Book Read Free

Defiant: The POWs Who Endured Vietnam's Most Infamous Prison, the Women Who Fought for Them, and the One Who Never Returned

Page 37

by Alvin Townley


  The change began taking effect in December and finally reached Little Vegas around Christmastime. On the night of the twenty-sixth, Jerry Denton heard large numbers of camp personnel enter the Little Vegas courtyard. He pulled himself up to the barred window and looked out. “It must be some sort of move, Jim,” he called to his roommate, Jim Mulligan. “I can see the water girls and cooks moving dishes from the main area and taking them out to the main entrance towards Heartbreak Hotel.”

  The Alcatraz veterans heard guards enter their Stardust cellblock. The North Vietnamese threw open cell doors and issued the order, “Roll up!” The ten prisoners complied, each rolling his paltry belongings into his bamboo sleeping mat. The group trudged in single file toward the Heartbreak courtyard. Guards lined the path, but they showed no malice toward the captives. In fact, they seemed cheerful. When Jim Mulligan stumbled, a guard nicknamed Parrot reached out to steady him. “Go easy, Mun,” he said.

  They passed through the corridor adjacent to Heartbreak Hotel—those eight cells that held so many awful memories of their early days as POWs when they thought they’d return home by the following Christmas. Then they emerged into an unfamiliar section of Hỏa Lò: a ring of three long buildings that surrounded a sizable dusty courtyard spotted with thin trees.

  After a thorough shakedown in one of the smaller two buildings, the Alcatraz Gang walked through a barred gate and into Room Seven in the largest building, which bordered the courtyard on three sides. Much like the building’s other six rooms, Seven was a large open cell roughly 50 feet long by 20 feet wide and filled with more than forty grinning Americans. The Gang saw faces they hadn’t seen since past deployments or since training at Pensacola, Nellis, Kingsville, or Colorado Springs. They found their fellow longtime POWs, some of whom they’d only known as a knuckle on a shared wall or a fleeting glance in a previous cellblock. Howie Rutledge had spent the better part of five years all by himself. Only taps, flashes, and his faith had sustained him. Now he watched forty-six Americans smiling, embracing, laughing, and talking. He marveled at this turn of events—how once he had risked so much to send taps through a wall, perhaps just a sentence per day. He believed the Lord had seen him through the wilderness. Bombardier-navigator George Coker reunited with his pilot, Jack Fellowes, who apologized for losing their A-6 Intruder and condemning them to so many years in Hanoi. “No sweat,” George replied. When Fellowes had apologized before, just after their shootdown, Coker had told him they’d make it, and they had. Coker turned away from Fellowes, and Jim Stockdale and Jerry Denton embraced him. The two seniors had only seen Coker—Cagney, as Stockdale still called him—through the cracks of their Alcatraz cells, never in person. By this time, Jerry had forgiven George for fabricating orders to and from CAG while they were in Alcatraz. Bob Shumaker looked about and noticed that nobody could stop smiling, himself included. For the first time, the Alcatraz Gang could look upon each other, together, face-to-face.

━━━━━━━━━━━━━━━━

(LIST OF TASKS)
1. Answer these questions about the excerpt on the prisoners' move to Room Seven:
(a) On what night did Jerry Denton hear large numbers of camp personnel enter the Little Vegas courtyard?
(b) What was the nickname of the guard who steadied Jim Mulligan when he stumbled?
(c) Roughly what size was Room Seven?
2. Extend the excerpt on the prisoners' move to Room Seven, picking up right after its final sentence.
The records that come after this have no connection to the book excerpt.

━━━━━━━━━━━━━━━━

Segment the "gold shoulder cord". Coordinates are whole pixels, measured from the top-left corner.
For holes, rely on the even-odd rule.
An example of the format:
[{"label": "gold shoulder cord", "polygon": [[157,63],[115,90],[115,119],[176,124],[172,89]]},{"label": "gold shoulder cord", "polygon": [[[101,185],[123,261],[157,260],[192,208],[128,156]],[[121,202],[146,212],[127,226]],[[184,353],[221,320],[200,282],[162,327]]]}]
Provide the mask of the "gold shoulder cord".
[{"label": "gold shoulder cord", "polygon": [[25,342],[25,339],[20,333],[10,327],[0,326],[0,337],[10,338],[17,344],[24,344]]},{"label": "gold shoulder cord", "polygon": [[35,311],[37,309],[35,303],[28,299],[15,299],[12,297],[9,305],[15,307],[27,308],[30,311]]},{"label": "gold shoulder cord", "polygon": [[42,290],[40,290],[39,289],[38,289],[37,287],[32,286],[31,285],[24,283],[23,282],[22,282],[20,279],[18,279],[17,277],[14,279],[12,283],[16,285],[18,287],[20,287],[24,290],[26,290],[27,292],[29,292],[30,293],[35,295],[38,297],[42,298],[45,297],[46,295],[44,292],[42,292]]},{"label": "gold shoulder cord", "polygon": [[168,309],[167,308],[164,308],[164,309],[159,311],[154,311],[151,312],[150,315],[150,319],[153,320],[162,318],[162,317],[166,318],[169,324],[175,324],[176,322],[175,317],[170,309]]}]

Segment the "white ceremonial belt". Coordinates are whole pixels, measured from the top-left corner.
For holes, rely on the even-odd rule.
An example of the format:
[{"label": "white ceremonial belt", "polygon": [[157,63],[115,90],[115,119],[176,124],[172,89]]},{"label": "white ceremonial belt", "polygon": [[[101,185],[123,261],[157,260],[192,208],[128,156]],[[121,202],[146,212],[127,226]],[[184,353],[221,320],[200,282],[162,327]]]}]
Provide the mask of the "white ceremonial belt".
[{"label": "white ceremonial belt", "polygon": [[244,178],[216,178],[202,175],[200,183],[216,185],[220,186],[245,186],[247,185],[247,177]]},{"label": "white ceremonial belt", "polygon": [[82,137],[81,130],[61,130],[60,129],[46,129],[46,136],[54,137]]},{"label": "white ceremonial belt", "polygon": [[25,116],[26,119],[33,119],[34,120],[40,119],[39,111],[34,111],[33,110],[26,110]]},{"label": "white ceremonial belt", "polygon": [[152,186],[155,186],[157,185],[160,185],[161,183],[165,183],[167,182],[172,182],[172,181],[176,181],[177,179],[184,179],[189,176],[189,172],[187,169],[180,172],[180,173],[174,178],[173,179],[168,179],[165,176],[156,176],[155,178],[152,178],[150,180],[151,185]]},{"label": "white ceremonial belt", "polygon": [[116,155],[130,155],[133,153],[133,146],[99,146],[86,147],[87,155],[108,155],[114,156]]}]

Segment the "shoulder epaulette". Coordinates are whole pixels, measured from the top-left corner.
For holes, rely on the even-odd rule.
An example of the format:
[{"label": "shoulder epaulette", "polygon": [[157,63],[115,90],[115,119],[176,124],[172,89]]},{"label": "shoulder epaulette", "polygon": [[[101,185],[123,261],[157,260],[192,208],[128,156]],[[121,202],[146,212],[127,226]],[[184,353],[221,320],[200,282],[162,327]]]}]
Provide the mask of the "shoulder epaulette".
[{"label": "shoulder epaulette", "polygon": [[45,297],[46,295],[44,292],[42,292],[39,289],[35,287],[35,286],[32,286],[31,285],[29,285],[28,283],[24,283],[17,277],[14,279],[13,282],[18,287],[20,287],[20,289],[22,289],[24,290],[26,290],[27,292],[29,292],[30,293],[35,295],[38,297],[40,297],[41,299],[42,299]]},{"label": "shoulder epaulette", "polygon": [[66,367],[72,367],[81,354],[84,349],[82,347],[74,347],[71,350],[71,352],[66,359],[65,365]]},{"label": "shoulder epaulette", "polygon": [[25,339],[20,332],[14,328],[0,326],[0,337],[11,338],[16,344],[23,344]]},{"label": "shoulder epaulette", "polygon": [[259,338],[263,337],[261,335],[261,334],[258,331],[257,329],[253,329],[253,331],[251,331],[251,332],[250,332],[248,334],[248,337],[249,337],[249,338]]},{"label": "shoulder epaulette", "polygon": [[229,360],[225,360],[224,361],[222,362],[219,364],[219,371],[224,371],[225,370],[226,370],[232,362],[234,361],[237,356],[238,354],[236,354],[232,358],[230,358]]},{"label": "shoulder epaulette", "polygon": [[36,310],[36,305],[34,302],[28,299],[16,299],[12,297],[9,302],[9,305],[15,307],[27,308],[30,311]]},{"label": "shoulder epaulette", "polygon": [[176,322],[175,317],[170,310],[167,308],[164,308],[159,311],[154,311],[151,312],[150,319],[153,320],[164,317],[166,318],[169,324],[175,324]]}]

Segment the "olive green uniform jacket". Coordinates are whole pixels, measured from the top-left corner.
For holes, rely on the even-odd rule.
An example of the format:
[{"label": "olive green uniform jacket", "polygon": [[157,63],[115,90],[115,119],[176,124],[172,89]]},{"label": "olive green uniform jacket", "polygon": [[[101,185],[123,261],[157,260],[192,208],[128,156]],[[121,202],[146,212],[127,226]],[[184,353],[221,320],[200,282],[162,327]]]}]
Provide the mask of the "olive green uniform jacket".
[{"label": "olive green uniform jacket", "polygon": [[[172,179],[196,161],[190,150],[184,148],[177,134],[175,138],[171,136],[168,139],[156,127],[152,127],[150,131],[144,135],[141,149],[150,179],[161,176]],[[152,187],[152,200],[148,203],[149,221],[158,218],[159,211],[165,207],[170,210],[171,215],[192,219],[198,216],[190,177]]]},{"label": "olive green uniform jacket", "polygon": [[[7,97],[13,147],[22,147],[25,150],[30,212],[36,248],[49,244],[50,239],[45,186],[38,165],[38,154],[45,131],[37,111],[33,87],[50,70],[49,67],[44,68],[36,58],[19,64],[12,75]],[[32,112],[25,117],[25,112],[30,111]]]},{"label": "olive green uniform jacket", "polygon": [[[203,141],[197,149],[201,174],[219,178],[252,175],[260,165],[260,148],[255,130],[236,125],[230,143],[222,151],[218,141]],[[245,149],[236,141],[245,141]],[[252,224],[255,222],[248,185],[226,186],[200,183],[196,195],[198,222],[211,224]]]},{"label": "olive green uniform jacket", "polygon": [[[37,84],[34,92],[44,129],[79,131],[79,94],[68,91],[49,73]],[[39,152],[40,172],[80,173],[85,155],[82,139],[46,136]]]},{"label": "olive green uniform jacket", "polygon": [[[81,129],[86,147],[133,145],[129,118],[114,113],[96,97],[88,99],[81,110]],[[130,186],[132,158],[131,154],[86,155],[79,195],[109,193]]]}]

━━━━━━━━━━━━━━━━

(RESPONSES BY TASK)
1.
(a) The night of the twenty-sixth, around Christmastime.
(b) Parrot.
(c) About 50 feet long by 20 feet wide.

2.
  The Americans called their new home Camp Unity, in honor of Stockdale’s “Unity over Self” edict. As the initial euphoria of this grand reunion subsided, the Alcatraz survivors began asking about the one friend the North Vietnamese had forced them to leave behind. Nobody had any news about Ron Storz. Nobody had seen him. The Gang had let themselves hope that Ron might have survived, but in their hearts, they knew he probably had not. He did not appear in Camp Unity, and nobody else had seen him. They felt a wave of sadness as they realized their friend had almost certainly never left their secluded prison behind the Ministry of National Defense.

  That night, the reunited POWs could not think about sleep. Jerry Denton proposed a different way to spend the evening. “Hey, it’s still practically Christmas,” he said. “Why don’t we have a church service? Rutledge, help me out here.”

  With Howie thus conscripted, Robbie Risner volunteered himself and George Coker to quote scripture. “And Sam will sing, won’t you, Sam?” Jerry asked.

  Sam Johnson resisted, protesting, “Shirley won’t even let me sing in church when there are other voices to cover me up!”

  “It doesn’t matter,” Jerry said. “Just sing a Christmas carol.”

  In a gentle Texas tenor, Sam sang “Silent Night.” His voice choked with emotion—both the happiness of being together with these fellow survivors and the sadness of missing yet another Christmas at home. He wondered if he could make it past the first stanza. Mercifully, the residents of Room Seven came to his aid and joined their voices with his.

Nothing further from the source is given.